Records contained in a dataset

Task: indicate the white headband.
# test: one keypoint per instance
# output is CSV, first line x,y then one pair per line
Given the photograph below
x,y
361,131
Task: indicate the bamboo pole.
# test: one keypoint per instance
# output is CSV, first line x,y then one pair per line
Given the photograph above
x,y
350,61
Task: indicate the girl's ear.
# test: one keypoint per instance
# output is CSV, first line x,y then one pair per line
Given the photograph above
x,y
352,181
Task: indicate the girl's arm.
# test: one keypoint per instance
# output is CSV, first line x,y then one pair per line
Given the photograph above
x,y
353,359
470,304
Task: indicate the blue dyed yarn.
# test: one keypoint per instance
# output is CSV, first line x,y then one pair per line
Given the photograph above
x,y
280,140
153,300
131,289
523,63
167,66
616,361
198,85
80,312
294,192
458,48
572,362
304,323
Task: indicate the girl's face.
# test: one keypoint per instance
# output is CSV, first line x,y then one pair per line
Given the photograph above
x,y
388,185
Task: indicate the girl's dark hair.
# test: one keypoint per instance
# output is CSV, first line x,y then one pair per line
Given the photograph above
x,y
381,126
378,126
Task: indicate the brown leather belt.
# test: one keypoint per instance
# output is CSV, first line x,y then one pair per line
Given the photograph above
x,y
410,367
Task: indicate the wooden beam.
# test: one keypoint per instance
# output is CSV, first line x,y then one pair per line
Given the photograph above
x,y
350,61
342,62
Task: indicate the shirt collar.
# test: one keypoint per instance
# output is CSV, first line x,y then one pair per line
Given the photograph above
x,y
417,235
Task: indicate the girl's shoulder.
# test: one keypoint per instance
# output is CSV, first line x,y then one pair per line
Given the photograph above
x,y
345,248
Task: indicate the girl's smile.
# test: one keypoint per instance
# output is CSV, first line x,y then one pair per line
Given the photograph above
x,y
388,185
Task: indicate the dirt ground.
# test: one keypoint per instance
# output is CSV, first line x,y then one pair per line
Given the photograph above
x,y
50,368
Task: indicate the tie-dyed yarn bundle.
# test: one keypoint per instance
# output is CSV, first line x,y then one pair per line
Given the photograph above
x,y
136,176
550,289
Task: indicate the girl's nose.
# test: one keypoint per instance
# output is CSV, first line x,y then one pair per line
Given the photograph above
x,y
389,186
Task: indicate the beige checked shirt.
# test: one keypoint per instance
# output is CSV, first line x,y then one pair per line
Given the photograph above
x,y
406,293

- _Action item_:
Report all lines of the data that include the word "girl".

- _Task answer_:
Task: indicate the girl's ear.
Task: indicate the girl's arm.
Task: indicate the girl's face.
Task: indicate the girl's dark hair.
Task: indicate the girl's shoulder.
Task: indicate the girl's smile.
Task: indicate the girl's nose.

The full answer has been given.